> Aim: Each entry below is to be printed verbatim.

> Supplied information:
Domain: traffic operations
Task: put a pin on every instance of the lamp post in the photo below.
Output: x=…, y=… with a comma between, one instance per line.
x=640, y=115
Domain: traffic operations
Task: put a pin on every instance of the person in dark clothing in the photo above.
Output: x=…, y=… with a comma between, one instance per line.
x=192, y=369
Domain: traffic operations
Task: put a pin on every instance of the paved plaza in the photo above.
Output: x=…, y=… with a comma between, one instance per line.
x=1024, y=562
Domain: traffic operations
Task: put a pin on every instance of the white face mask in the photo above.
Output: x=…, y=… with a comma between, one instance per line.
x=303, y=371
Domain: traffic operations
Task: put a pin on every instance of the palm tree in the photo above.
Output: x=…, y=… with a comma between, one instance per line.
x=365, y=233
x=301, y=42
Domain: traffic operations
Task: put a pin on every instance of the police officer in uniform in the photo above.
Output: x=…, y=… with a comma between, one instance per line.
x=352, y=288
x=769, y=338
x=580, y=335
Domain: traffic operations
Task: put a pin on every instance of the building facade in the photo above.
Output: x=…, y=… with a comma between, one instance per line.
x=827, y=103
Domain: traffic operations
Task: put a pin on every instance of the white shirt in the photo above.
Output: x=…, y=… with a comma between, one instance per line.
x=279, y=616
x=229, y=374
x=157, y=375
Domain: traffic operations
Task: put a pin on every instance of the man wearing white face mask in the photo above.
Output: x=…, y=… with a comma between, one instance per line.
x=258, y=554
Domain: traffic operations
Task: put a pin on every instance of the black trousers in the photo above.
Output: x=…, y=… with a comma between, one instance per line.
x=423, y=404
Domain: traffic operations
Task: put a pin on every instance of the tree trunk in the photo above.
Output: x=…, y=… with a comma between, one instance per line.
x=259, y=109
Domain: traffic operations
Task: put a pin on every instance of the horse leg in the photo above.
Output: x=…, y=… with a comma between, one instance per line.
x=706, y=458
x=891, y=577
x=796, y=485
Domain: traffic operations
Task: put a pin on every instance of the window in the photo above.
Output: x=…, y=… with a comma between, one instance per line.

> Expected output:
Domain: traffic operations
Task: put a pin on every instance of the lamp post in the photo below.
Output: x=…, y=… with a comma between, one instance per line.
x=640, y=115
Domain: traffic operations
Task: put a pin on every instance of the person in dark clothing in the photo above.
Output: x=…, y=… with a comma between, one instance per line.
x=192, y=369
Domain: traffic operations
Task: put a pin on every instance of the paved plaza in the photo above.
Output: x=…, y=… with a comma between, one instance per line.
x=1024, y=562
Domain: traffic operations
Task: put a pin on every instance of the white face mask in the photo above.
Output: x=…, y=… with a comma between, one instance per line.
x=303, y=371
Domain: traffic operations
Task: put a pin on every instance of the palm tree in the photo above.
Output: x=…, y=… with a comma between, one instance per line.
x=365, y=233
x=301, y=42
Domain: traffic operations
Task: put a pin on every instance of the police officer in uniform in the photo above.
Output: x=…, y=… with a comma between, one instance per line.
x=352, y=288
x=769, y=338
x=580, y=335
Domain: traffic operations
Task: put a pin on every instance of the building facade in the photo above.
Output: x=…, y=… with a comma between, one instance per line.
x=827, y=103
Domain: traffic operations
Task: put a pin on every instance of the white shirt in the photo above.
Output: x=…, y=… with a comma between, one instance per line.
x=279, y=616
x=229, y=374
x=157, y=375
Domain: traffic operations
Task: put a pin on every instance of the man wearing white face mask in the photo above.
Output: x=…, y=… with a comma between, one instance per line.
x=258, y=554
Domain: traffic operations
Task: put a pin on every instance of the black trousers in the photo above.
Output: x=…, y=… with a comma between, one instance per line.
x=423, y=404
Domain: traffic operations
Task: put a pin on every instance of the tree trunk in the photo above.
Output: x=…, y=… with a comma between, one instance per line.
x=259, y=109
Domain: traffic operations
Task: put a pin on every instance of the horse leg in the photo above.
Output: x=…, y=… with a comma between, one instance per line.
x=706, y=458
x=891, y=577
x=796, y=485
Domain: traffic operations
Task: put a pin on every instance of the window in the photo above.
Output: x=…, y=… with a comma between, one instance per line.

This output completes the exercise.